(Your task) Omitting the images, transcribe the records below exactly as they stand.

[Data records]

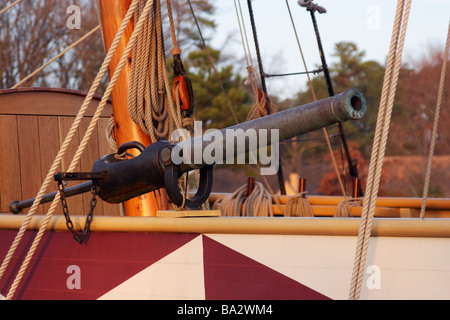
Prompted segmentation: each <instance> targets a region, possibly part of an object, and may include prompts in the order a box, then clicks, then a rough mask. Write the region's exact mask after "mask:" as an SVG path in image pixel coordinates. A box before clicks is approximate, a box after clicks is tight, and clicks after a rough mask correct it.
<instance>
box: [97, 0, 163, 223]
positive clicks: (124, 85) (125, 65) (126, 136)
mask: <svg viewBox="0 0 450 320" xmlns="http://www.w3.org/2000/svg"><path fill="white" fill-rule="evenodd" d="M131 2H132V0H120V1H111V0H100V10H101V18H102V24H103V37H104V41H105V48H106V51H108V50H109V48H110V46H111V44H112V42H113V40H114V38H115V36H116V33H117V31H118V29H119V27H120V25H121V23H122V21H123V18H124V17H125V15H126V13H127V11H128V8H129V7H130V5H131ZM133 29H134V21H133V20H132V21H131V22H130V25H129V26H128V28H127V30H126V31H125V34H124V36H123V37H122V41H121V42H120V45H119V47H118V48H117V51H116V54H115V56H114V57H113V59H112V61H111V63H110V65H109V74H110V76H112V75H113V74H114V70H115V69H116V67H117V65H118V63H119V60H120V58H121V56H122V54H123V52H124V51H125V47H126V45H127V43H128V40H129V39H130V37H131V34H132V32H133ZM130 74H131V57H130V58H129V59H128V62H127V64H126V65H125V67H124V69H123V70H122V73H121V75H120V77H119V79H118V81H117V84H116V86H115V87H114V90H113V92H112V94H111V99H112V104H113V111H114V119H115V136H116V140H117V144H118V145H121V144H123V143H125V142H129V141H138V142H141V143H142V144H143V145H144V146H146V147H147V146H149V145H150V144H151V141H150V138H149V137H148V136H147V135H146V134H145V133H144V132H143V131H142V130H141V128H140V127H139V126H138V125H137V124H135V123H134V122H133V121H132V120H131V118H130V115H129V114H128V87H129V79H130ZM130 152H131V153H132V152H135V151H134V150H130ZM136 155H137V154H136ZM162 203H163V202H162ZM157 210H158V206H157V199H156V197H155V195H154V194H153V193H148V194H145V195H143V196H140V197H137V198H134V199H131V200H129V201H127V202H126V203H125V212H126V215H127V216H139V217H148V216H156V212H157Z"/></svg>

(Problem solution)
Prompted segmentation: each <instance> targets a region, possibly part of an object, and may include prompts in the order a box, then clicks, then a rough mask. Write the region's exact mask after "mask:" as an SVG path in image pixel coordinates. A box before clicks is approximate, a box after clicks is tight, and clicks after a rough mask correct it.
<instance>
box: [97, 0, 163, 223]
positive clicks: (124, 85) (125, 65) (126, 136)
mask: <svg viewBox="0 0 450 320" xmlns="http://www.w3.org/2000/svg"><path fill="white" fill-rule="evenodd" d="M131 2H132V0H120V1H111V0H100V10H101V18H102V24H103V37H104V41H105V48H106V51H108V50H109V48H110V46H111V44H112V42H113V40H114V38H115V36H116V33H117V31H118V29H119V27H120V25H121V23H122V21H123V18H124V17H125V15H126V13H127V11H128V8H129V7H130V5H131ZM133 29H134V21H133V20H132V21H131V22H130V25H129V26H128V28H127V30H126V31H125V34H124V36H123V37H122V41H121V42H120V45H119V47H118V48H117V51H116V54H115V56H114V57H113V59H112V61H111V63H110V65H109V74H110V76H112V75H113V74H114V70H115V69H116V67H117V65H118V63H119V60H120V58H121V56H122V54H123V52H124V51H125V47H126V45H127V43H128V40H129V39H130V37H131V34H132V32H133ZM130 74H131V57H130V58H129V59H128V62H127V64H126V65H125V67H124V69H123V70H122V73H121V75H120V77H119V79H118V81H117V84H116V86H115V87H114V90H113V92H112V94H111V99H112V104H113V111H114V119H115V136H116V140H117V144H118V145H121V144H123V143H125V142H129V141H138V142H141V143H142V144H143V145H144V146H146V147H147V146H149V145H150V144H151V141H150V138H149V137H148V136H147V135H146V134H145V133H144V132H143V131H142V130H141V128H140V127H139V126H138V125H137V124H135V123H134V122H133V121H132V120H131V118H130V115H129V114H128V87H129V79H130ZM130 152H131V153H132V152H135V151H134V150H130ZM136 155H137V154H136ZM162 203H163V202H162ZM157 210H158V206H157V199H156V197H155V195H154V194H153V193H148V194H145V195H143V196H140V197H137V198H134V199H131V200H129V201H127V202H126V203H125V212H126V215H127V216H139V217H148V216H156V212H157Z"/></svg>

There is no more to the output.